To do
Reproduce each line, exactly, from the one containing "Each instance receives one keypoint. Mark the blue" through the end of the material. Exclude pictures.
· · · · · · ·
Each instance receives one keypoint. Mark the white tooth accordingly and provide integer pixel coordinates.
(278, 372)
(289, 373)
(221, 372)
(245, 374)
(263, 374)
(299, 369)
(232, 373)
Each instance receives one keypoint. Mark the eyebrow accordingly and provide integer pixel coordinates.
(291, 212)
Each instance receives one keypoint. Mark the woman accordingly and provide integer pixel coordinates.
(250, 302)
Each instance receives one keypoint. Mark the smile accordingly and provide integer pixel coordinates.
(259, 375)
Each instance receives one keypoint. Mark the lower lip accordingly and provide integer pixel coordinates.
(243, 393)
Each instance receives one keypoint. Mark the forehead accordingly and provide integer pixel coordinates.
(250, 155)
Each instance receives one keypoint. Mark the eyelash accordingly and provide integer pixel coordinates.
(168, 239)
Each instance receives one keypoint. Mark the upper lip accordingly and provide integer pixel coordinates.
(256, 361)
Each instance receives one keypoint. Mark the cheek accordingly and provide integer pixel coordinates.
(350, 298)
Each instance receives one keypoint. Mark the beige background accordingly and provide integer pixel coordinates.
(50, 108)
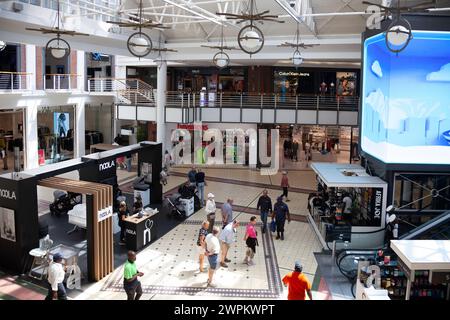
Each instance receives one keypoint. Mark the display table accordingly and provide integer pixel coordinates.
(140, 232)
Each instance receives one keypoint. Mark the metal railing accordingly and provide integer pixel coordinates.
(129, 91)
(263, 101)
(14, 81)
(61, 82)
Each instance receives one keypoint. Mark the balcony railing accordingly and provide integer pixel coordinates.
(261, 101)
(14, 81)
(60, 82)
(129, 91)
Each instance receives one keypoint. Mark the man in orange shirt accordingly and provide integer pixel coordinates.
(297, 284)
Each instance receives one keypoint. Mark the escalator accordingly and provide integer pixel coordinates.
(437, 228)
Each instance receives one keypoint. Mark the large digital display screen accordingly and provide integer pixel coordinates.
(406, 100)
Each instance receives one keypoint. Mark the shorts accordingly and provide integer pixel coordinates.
(213, 261)
(201, 250)
(224, 245)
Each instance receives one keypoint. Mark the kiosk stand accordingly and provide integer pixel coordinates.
(362, 226)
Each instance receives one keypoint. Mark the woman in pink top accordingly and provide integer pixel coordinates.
(251, 241)
(285, 185)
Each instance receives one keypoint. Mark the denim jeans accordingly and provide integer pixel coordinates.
(264, 215)
(201, 191)
(61, 292)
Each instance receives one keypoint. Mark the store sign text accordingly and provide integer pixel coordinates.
(293, 74)
(106, 165)
(104, 214)
(378, 198)
(7, 194)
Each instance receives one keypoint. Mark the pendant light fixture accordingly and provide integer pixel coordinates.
(139, 44)
(398, 34)
(250, 37)
(221, 59)
(297, 58)
(58, 47)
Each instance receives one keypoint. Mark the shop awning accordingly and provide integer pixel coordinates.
(344, 175)
(423, 254)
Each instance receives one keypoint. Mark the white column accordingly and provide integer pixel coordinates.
(30, 67)
(161, 103)
(31, 138)
(81, 70)
(80, 141)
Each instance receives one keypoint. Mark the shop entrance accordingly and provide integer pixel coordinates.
(93, 215)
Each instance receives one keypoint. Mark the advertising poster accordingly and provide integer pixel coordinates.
(61, 124)
(7, 224)
(405, 100)
(41, 156)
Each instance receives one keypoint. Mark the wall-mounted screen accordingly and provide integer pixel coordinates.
(7, 224)
(406, 100)
(61, 123)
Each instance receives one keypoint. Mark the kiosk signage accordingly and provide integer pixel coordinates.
(104, 214)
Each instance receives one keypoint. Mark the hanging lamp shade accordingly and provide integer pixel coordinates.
(398, 35)
(58, 48)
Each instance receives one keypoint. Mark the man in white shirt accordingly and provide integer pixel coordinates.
(210, 209)
(227, 237)
(212, 251)
(348, 202)
(55, 279)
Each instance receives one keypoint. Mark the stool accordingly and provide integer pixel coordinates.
(40, 260)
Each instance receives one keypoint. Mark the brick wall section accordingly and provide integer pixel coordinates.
(39, 68)
(73, 68)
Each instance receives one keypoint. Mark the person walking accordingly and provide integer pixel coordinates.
(212, 251)
(227, 212)
(123, 214)
(210, 211)
(201, 244)
(295, 151)
(131, 284)
(265, 206)
(251, 240)
(191, 176)
(55, 278)
(200, 182)
(297, 284)
(167, 161)
(227, 238)
(285, 185)
(281, 212)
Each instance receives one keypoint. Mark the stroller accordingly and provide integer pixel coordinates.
(176, 201)
(64, 202)
(177, 209)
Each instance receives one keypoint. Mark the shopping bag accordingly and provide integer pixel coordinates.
(273, 226)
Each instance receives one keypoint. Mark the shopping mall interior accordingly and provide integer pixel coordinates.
(141, 142)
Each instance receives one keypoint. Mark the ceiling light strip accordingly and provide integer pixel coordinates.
(192, 11)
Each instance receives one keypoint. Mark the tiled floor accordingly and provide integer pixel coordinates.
(170, 266)
(170, 263)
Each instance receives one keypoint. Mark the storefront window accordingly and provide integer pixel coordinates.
(55, 134)
(98, 125)
(422, 192)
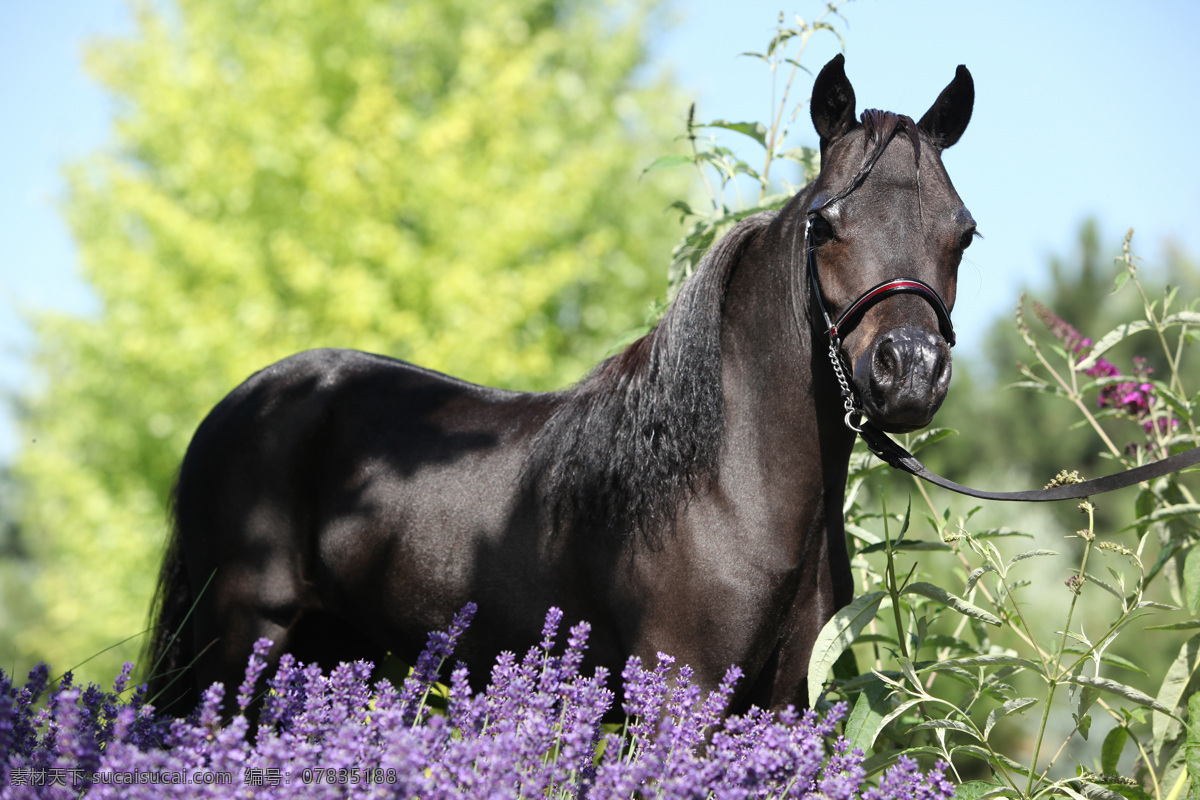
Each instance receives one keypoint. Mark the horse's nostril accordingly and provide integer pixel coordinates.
(888, 365)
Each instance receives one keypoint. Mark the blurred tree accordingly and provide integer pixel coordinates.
(445, 181)
(1014, 438)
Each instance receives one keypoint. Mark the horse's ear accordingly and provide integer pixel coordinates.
(833, 102)
(948, 116)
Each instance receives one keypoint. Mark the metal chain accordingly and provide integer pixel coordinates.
(847, 396)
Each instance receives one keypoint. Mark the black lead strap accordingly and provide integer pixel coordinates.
(900, 458)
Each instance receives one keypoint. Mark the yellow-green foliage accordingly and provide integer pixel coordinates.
(447, 181)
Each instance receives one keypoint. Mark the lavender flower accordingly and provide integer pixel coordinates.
(535, 731)
(1135, 398)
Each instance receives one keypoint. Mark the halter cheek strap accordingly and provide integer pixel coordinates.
(853, 313)
(900, 458)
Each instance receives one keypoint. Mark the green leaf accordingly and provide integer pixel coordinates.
(1170, 695)
(1122, 277)
(1111, 340)
(1167, 513)
(1192, 743)
(756, 131)
(1113, 660)
(1182, 318)
(951, 601)
(1114, 687)
(973, 578)
(997, 660)
(1111, 749)
(948, 725)
(1029, 554)
(930, 437)
(669, 162)
(1096, 792)
(838, 635)
(906, 545)
(865, 720)
(982, 791)
(1012, 707)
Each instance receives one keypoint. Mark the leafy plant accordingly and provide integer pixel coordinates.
(952, 667)
(724, 172)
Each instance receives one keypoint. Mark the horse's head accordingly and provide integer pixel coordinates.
(886, 232)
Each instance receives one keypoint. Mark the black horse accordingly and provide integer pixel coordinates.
(685, 497)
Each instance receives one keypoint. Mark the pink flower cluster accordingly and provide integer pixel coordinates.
(534, 732)
(1133, 397)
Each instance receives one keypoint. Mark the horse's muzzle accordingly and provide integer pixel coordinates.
(903, 378)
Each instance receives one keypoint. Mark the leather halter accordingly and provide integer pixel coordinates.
(886, 449)
(855, 312)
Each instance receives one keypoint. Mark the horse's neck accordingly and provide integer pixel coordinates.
(783, 407)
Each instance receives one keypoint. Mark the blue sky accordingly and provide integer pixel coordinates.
(1081, 108)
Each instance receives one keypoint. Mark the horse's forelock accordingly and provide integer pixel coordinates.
(880, 127)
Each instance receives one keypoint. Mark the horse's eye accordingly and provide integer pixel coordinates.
(820, 230)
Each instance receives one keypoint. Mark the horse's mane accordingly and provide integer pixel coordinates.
(628, 443)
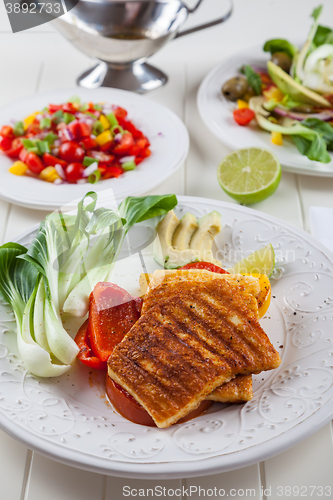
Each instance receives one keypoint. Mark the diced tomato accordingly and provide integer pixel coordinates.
(34, 163)
(144, 153)
(52, 161)
(53, 108)
(243, 116)
(86, 355)
(16, 147)
(71, 152)
(125, 144)
(80, 130)
(129, 408)
(119, 113)
(5, 143)
(7, 131)
(89, 143)
(33, 129)
(74, 172)
(205, 265)
(127, 125)
(112, 313)
(23, 154)
(113, 171)
(106, 146)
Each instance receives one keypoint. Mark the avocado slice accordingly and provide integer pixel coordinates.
(164, 253)
(298, 92)
(184, 232)
(202, 240)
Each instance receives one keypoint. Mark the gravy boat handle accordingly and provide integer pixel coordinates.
(205, 25)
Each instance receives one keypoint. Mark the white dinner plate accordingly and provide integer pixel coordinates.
(216, 112)
(166, 132)
(69, 420)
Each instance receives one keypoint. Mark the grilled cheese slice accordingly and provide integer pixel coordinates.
(198, 337)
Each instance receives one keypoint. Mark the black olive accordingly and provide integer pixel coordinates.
(283, 60)
(235, 88)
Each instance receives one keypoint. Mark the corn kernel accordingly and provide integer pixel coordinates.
· · · · · · ·
Answer to this problem
Each instance receives one keypoint. Mark the blue sky accordingly and provide integer pixel coordinates.
(1081, 108)
Each instance receives one keypoint. Mark the horse's forelock accordingly and provide integer pixel coordinates.
(880, 127)
Each instance receives one keypoint. Mark the horse's eye accordingly and provide integer pixel coordinates.
(820, 230)
Each instance receives one keypoint. Mark the horse's mane accordingly and provide integer pixel coordinates.
(628, 443)
Each instance receives one keypoint. Mark the diced tomato accordingly and provide integer pixel coordinates.
(34, 163)
(144, 153)
(52, 161)
(53, 108)
(243, 116)
(86, 355)
(16, 147)
(71, 152)
(125, 144)
(80, 130)
(129, 408)
(119, 113)
(5, 143)
(7, 131)
(89, 143)
(33, 129)
(74, 172)
(205, 265)
(127, 125)
(112, 313)
(23, 154)
(113, 171)
(106, 146)
Each instance receives one keypoint. Mark the avocado slice accordingly and provide integer pixel coordinates.
(164, 253)
(298, 92)
(184, 232)
(202, 240)
Each instance receives one keypoint. Mark the gravy boat handle accordingly and provide integer pixel coordinates.
(205, 25)
Each instance receives one keypoint. Mark the white dinner plate accordingly and provide integer pixel coordinates.
(216, 112)
(166, 132)
(69, 420)
Each instance receives one keypoint. Mark the grilled cheese slice accordingly and provide integer pixel coordinates.
(198, 337)
Each instance receives one keypoint. Mark the black olive accordingly and provide integer pixel coordinates.
(283, 60)
(235, 88)
Each instance receives one keypoint. Mark the corn kernel accordingly and provide integer pixel coordinates.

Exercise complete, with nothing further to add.